EXERCISE BRIEF
Rewrite every line of the records below as a JSON list of strings, one string per line, leaving out blank lines.

SOURCE RECORDS
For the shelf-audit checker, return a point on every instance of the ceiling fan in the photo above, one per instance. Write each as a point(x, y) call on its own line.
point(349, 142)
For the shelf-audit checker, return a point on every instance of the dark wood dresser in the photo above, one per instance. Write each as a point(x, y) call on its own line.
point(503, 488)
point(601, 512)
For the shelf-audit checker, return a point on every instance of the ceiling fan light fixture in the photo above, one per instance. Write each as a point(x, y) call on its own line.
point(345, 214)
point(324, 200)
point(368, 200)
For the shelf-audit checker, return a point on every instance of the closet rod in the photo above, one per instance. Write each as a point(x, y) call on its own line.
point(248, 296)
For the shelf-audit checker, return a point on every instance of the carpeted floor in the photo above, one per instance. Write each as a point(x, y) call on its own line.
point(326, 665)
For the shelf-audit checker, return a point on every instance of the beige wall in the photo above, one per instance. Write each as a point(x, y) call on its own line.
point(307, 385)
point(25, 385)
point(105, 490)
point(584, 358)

WRITTEN REPLY
[
  "For the shelf-audit checker, return a point on every instance of the ceiling fan in the photo above, one per instance. Write each as a point(x, y) call on its own line.",
  "point(349, 142)",
  "For the shelf-audit checker, return a point on every instance of the dark wood dresser in the photo above, one per instance. Write each as a point(x, y) call on its own line.",
  "point(503, 488)",
  "point(601, 512)",
  "For the shelf-audit checker, return a point on every instance of the ceiling fan light fixture in the photo above, one per instance. Write each as a point(x, y) call on its own line.",
  "point(345, 214)",
  "point(324, 200)",
  "point(368, 200)",
  "For the shelf-audit checker, return a point on every instance of the closet rod in the photo above, one per instance. Write each as a point(x, y) call on its own line.",
  "point(248, 296)",
  "For the shelf-audit checker, return a point on every instance of the carpeted floor in the photo above, one per instance. Write each as a point(x, y) call on its own line.",
  "point(326, 665)",
  "For the shelf-audit checker, return a point on every instance of the beige wall in the photo above, one per instance. Write each as a point(x, y) call on its own line.",
  "point(307, 385)",
  "point(25, 385)",
  "point(105, 490)",
  "point(584, 358)"
]